- _Passage shown_:
Samsung has honed its foldable techniques nearly to perfection.
Samsung Galaxy Z Fold 5 is about as good as foldables get
Samsung Galaxy Z Fold 5

The Bottom Line

It's still a luxurious buy for $1,800, but if you have the cash, the Samsung Galaxy Z Fold 5 has got the goods.

It’s normal for smartphones that get refreshed annually to occasionally have years where not much changes. It’s a lot less normal for those devices to be surprisingly exceptional despite their modest enhancements.

Samsung has pulled that off with the Galaxy Z Fold 5, which starts at the kingly sum of $1,800. Last year’s model didn’t have much to apologize for thanks to an incredible unfolding display that turned the phone into a tablet, and Samsung stuck with a winning formula for the 2023 refresh.

- _Given request 1_:
Collect every line of the records that contains the string "glass", matching case exactly.

- _Stored rows_:

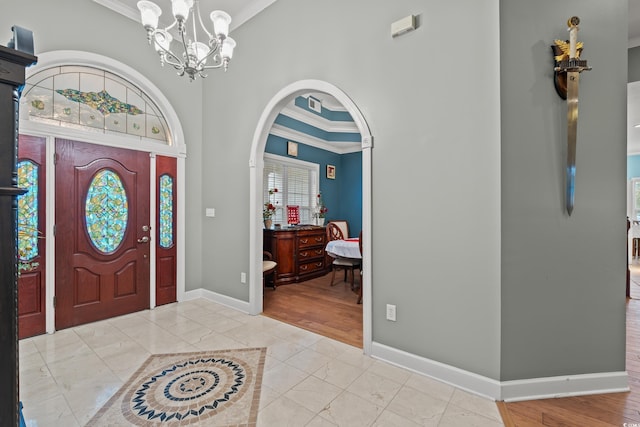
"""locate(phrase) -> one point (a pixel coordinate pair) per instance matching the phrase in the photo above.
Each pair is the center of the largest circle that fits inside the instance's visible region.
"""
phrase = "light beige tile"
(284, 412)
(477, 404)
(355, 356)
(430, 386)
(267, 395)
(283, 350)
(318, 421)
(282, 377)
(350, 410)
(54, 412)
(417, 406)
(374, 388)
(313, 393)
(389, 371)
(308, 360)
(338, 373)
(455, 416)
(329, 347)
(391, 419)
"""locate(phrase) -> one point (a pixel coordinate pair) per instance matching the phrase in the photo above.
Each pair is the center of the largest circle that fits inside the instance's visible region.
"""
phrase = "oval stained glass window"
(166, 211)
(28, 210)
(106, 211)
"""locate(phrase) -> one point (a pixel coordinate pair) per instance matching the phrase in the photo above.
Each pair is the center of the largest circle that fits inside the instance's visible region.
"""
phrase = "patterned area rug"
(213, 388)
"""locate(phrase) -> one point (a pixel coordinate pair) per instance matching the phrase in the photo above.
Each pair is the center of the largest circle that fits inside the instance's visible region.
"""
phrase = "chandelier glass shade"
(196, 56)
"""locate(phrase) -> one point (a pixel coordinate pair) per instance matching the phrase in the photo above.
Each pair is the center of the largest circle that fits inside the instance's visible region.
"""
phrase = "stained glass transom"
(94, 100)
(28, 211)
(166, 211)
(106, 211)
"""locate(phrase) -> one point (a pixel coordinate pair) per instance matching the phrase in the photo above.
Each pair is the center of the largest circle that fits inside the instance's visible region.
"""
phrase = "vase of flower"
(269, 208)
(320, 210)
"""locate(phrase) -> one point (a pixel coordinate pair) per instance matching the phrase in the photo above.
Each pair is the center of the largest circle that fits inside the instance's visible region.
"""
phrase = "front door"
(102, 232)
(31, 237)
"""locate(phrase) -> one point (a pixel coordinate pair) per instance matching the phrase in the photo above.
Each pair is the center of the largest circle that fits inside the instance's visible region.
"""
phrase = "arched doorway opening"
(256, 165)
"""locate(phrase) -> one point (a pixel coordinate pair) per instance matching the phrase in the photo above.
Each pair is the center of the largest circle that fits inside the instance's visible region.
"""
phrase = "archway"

---

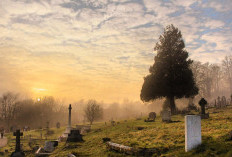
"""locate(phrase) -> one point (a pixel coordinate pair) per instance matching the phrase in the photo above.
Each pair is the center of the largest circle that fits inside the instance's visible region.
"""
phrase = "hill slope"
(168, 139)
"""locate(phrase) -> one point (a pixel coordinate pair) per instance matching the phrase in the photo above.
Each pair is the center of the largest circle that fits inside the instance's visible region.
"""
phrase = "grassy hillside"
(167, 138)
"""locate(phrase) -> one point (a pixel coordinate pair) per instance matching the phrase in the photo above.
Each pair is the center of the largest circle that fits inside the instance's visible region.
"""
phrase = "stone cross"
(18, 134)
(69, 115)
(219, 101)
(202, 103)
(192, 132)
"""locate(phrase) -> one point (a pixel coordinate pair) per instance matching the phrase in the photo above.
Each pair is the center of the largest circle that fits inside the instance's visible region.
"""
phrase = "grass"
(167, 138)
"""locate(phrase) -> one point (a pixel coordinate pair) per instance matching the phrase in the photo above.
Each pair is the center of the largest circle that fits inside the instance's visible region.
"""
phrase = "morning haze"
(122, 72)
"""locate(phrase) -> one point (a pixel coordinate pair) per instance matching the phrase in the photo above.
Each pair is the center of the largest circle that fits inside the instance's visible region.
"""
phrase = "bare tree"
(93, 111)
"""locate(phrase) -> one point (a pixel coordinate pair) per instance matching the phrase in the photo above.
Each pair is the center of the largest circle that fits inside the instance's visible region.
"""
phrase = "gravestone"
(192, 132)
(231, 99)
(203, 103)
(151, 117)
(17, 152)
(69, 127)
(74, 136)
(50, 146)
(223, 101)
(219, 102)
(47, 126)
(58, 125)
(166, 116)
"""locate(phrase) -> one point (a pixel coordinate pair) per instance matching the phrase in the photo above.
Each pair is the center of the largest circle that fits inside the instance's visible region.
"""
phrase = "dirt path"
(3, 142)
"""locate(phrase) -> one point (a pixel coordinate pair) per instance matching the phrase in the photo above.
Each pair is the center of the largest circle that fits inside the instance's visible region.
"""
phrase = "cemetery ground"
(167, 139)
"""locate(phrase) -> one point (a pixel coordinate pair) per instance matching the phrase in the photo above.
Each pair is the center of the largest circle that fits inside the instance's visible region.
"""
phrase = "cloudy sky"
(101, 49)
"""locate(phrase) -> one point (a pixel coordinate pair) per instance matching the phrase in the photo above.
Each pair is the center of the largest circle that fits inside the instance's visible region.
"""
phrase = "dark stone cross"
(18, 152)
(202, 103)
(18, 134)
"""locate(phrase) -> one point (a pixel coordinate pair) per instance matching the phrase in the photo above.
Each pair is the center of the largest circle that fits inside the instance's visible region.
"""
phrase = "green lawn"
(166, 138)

...

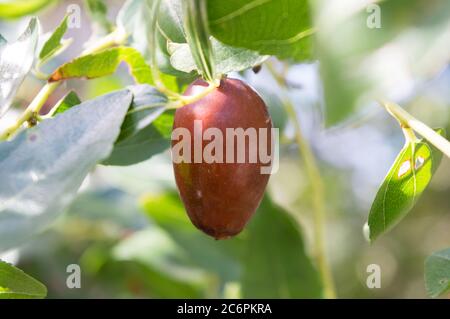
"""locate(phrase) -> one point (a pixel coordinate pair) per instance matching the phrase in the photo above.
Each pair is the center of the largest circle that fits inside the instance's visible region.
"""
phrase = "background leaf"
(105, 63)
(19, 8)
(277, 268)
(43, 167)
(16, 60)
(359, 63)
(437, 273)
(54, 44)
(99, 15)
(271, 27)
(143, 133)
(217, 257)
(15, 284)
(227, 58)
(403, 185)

- _Given request 2_:
Please answer from the review: what price does the Samsung Galaxy Z Fold 5 start at?

- _Full answer 1_:
phrase = "oval stained glass window"
phrase = "chandelier glass shade"
phrase = "stained glass transom"

- _Full answer 2_:
$1,800